The inquiry also included a substantial amount of evidence comparing and contrasting private finance initiatives first introduced by the UK Government in 1992, and the mutual investment model, the MIM I mentioned earlier, which was recently developed by the Welsh Government to provide more than £1 billion to finance public infrastructure in Wales. The MIM is based on the non-profit distributing model of the Scottish Government and the Welsh Government worked closely with the Office for National Statistics and the European Investment Bank to develop the new model with the aim of ensuring that no debt liability is recorded on the Government’s balance sheet. This should mean that it will not be included in the Welsh Government’s capital borrowing limits and should provide Welsh Government with an independent borrowing stream.
The comparative analysis suggested that MIM represents an improvement on aspects such as community benefits and oversight of project contracts, but it is difficult to ascertain a significant difference between the two models. In particular, it is unclear how MIM minimises financing costs or how it offers greater value for money than previous PFI models.
One of the suggested benefits of MIM highlighted in the inquiry was the opportunity for the public sector to take up to 20 per cent of the total equity in a project and therefore a share in any returns. Taking equity in a project would also allow the public sector to have a representative on the project board as a shareholder and this would give the public sector the opportunity to influence project decisions. However, the committee felt concerned that the existing governance arrangements might not be sufficiently robust to effectively mitigate potential conflicts of interest that may arise as a result of Welsh Government being both a shareholder and a client.

> Explore the material:
(a) According to the passage on the mutual investment model, why should the MIM not count toward the Welsh Government's capital borrowing limits? Answer in one to three sentences.
(b) Answer these questions from the passage on the mutual investment model:
(i) In what year did the UK Government first introduce private finance initiatives?
(ii) Which government's model is the MIM based on?
(iii) Up to what share of a project's total equity could the public sector take under the MIM?
(c) Duplicate the passage on the mutual investment model between "One of the suggested" and "and a client.", inclusive.

Point-per-instance localization data
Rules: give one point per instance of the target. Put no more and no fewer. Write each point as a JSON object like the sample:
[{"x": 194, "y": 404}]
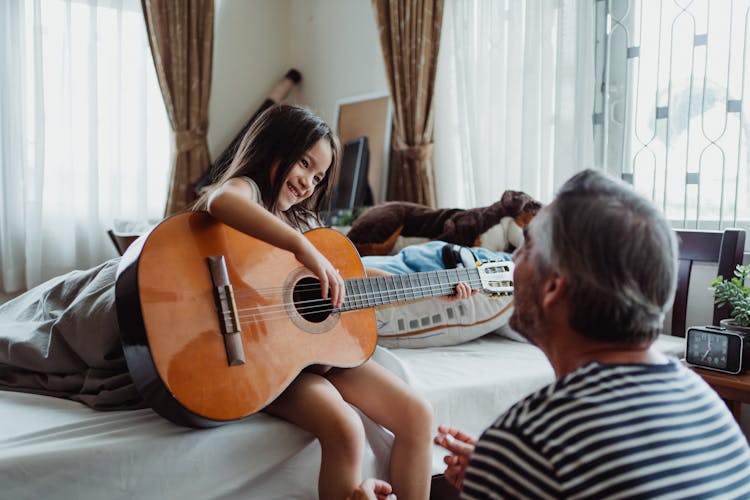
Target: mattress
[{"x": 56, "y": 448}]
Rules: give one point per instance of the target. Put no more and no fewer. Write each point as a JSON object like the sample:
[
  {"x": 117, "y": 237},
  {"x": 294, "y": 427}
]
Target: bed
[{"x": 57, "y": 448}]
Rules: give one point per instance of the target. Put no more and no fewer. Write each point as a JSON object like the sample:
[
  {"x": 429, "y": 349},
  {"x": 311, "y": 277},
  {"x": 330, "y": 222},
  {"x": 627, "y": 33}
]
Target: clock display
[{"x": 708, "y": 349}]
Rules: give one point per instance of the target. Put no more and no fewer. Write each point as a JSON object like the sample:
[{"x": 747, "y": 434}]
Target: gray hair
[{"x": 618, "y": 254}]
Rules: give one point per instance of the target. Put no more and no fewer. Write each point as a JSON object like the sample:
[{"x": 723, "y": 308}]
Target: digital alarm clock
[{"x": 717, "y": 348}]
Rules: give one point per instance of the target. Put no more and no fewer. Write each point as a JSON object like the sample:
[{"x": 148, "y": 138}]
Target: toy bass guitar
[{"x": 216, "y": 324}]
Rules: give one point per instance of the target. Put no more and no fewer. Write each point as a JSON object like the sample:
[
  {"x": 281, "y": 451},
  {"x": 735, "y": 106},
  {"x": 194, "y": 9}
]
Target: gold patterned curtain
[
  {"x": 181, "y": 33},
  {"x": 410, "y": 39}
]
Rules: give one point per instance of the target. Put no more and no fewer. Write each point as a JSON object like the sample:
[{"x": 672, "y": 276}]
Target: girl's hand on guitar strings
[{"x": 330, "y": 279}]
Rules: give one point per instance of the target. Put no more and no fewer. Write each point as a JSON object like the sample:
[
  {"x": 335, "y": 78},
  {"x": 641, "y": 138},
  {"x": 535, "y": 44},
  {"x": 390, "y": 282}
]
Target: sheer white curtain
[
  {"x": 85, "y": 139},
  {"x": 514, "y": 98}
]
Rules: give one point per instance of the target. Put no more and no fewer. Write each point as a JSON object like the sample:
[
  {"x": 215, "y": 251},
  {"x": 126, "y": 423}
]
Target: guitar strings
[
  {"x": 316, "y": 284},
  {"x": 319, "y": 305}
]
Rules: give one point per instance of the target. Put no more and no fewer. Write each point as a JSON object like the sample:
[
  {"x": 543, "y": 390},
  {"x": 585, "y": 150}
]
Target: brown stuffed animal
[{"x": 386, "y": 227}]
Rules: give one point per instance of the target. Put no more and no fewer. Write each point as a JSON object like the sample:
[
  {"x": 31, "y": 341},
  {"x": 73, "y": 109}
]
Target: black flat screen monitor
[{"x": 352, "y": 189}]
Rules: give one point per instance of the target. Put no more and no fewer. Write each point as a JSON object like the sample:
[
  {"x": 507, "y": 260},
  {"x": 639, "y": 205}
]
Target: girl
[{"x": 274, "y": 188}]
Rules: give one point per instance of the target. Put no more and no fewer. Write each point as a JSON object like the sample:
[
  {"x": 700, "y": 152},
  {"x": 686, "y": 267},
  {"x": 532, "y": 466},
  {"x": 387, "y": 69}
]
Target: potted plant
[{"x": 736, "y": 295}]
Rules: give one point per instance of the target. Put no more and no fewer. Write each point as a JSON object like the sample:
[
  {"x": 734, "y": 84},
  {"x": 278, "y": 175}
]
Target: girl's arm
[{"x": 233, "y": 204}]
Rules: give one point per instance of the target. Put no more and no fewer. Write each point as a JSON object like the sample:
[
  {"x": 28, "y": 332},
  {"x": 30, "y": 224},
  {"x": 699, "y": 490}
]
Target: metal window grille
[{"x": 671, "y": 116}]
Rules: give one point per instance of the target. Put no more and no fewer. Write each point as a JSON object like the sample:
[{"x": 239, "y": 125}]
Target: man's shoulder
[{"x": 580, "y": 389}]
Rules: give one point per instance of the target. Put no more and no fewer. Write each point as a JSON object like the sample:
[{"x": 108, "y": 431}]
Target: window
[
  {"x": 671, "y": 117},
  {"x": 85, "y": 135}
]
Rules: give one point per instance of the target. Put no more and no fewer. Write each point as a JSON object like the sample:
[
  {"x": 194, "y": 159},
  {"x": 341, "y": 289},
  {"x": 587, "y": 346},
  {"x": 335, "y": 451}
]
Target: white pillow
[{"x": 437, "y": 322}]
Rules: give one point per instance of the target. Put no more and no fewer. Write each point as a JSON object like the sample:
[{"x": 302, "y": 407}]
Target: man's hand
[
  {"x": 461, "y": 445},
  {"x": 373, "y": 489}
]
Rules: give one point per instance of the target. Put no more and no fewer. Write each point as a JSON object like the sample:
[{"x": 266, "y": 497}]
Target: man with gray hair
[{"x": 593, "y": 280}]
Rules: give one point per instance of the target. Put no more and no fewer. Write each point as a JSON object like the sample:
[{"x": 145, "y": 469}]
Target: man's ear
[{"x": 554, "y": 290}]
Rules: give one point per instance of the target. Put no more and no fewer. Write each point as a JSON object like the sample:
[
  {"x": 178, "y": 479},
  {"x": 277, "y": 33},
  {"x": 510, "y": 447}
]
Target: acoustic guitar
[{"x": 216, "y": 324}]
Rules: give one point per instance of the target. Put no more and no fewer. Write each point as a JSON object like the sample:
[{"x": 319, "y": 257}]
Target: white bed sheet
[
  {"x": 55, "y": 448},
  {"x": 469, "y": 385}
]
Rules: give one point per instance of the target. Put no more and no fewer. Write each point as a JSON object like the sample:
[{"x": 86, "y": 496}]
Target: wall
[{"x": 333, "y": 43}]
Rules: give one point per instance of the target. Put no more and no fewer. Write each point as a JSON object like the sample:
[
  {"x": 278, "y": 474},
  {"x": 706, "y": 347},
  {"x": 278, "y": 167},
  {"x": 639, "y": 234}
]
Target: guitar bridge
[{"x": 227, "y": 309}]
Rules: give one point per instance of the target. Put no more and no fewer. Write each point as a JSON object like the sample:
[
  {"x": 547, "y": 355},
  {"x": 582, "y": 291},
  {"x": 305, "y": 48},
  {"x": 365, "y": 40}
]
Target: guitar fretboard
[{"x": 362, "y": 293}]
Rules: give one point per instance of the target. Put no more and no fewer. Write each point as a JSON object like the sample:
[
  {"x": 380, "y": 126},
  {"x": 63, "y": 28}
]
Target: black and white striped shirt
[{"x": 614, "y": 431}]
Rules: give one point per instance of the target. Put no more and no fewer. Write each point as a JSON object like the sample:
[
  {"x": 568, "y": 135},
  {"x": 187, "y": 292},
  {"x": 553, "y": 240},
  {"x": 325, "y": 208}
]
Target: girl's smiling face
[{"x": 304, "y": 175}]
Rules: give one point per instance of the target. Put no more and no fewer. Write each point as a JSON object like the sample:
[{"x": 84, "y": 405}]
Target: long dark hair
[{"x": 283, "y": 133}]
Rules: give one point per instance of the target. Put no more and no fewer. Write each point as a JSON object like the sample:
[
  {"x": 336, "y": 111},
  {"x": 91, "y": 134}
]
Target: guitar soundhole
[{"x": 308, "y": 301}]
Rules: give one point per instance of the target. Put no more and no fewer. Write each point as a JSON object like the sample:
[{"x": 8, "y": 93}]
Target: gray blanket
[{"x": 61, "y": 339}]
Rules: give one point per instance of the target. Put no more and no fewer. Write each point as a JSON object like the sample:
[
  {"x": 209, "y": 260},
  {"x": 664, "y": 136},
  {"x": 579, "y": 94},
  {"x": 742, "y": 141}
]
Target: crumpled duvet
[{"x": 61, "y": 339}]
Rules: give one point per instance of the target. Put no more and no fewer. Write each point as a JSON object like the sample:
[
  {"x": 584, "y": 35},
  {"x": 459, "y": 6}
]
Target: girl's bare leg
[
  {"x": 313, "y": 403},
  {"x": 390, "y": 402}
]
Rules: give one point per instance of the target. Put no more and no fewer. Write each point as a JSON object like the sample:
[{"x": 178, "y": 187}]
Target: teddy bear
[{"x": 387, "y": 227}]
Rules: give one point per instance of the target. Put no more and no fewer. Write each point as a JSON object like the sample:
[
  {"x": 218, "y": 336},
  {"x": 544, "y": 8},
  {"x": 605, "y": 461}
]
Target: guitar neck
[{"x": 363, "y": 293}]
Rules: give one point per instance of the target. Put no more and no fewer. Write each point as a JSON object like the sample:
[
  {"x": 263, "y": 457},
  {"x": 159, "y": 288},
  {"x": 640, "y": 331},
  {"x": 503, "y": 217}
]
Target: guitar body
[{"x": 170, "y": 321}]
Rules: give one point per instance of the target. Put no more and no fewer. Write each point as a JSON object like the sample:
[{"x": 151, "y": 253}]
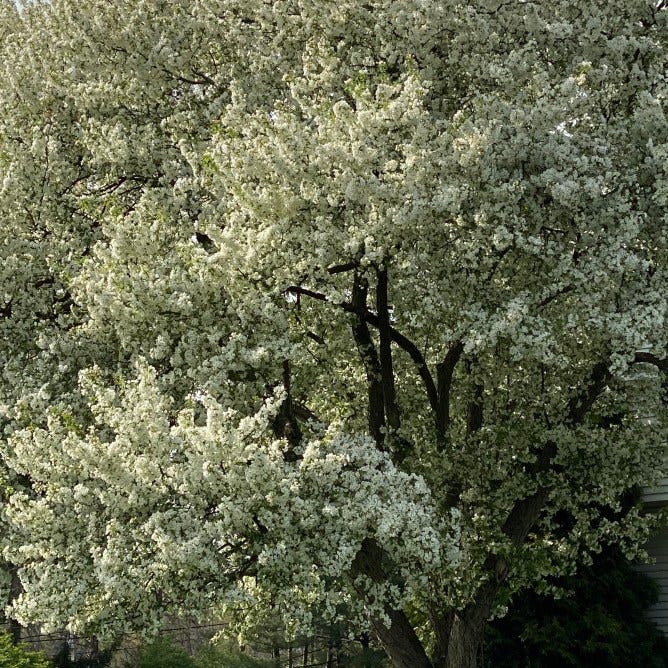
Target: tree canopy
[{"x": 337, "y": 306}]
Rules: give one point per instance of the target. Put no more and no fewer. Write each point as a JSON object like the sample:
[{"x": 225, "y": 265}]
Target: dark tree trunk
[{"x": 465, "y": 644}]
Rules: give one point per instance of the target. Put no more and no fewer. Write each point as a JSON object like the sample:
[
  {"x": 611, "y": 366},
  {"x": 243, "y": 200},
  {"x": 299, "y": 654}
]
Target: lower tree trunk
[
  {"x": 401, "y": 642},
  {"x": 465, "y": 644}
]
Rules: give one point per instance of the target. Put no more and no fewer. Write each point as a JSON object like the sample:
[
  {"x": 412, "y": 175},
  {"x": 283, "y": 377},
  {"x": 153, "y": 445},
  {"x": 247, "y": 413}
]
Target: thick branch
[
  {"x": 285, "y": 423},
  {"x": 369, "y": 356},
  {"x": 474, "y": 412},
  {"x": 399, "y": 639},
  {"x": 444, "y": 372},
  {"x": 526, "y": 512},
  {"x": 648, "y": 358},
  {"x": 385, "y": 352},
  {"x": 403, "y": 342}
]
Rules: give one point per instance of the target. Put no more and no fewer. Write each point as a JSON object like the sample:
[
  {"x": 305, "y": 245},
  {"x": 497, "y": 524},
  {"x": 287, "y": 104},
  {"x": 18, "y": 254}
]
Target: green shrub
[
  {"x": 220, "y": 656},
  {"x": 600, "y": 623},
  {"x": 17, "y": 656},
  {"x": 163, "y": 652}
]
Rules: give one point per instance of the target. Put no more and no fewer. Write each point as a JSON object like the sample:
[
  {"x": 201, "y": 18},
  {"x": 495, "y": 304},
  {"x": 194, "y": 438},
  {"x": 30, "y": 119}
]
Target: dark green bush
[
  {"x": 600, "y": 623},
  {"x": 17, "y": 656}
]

> Numbered answers:
(a) The Welsh Government developed the MIM with the Office for National Statistics and the European Investment Bank so that no debt liability would be recorded on the Government's balance sheet. As a result, it should not be included in the capital borrowing limits and should give the Welsh Government an independent borrowing stream.

(b)
(i) 1992
(ii) The Scottish Government's non-profit distributing model
(iii) Up to 20 per cent

(c)
One of the suggested benefits of MIM highlighted in the inquiry was the opportunity for the public sector to take up to 20 per cent of the total equity in a project and therefore a share in any returns. Taking equity in a project would also allow the public sector to have a representative on the project board as a shareholder and this would give the public sector the opportunity to influence project decisions. However, the committee felt concerned that the existing governance arrangements might not be sufficiently robust to effectively mitigate potential conflicts of interest that may arise as a result of Welsh Government being both a shareholder and a client.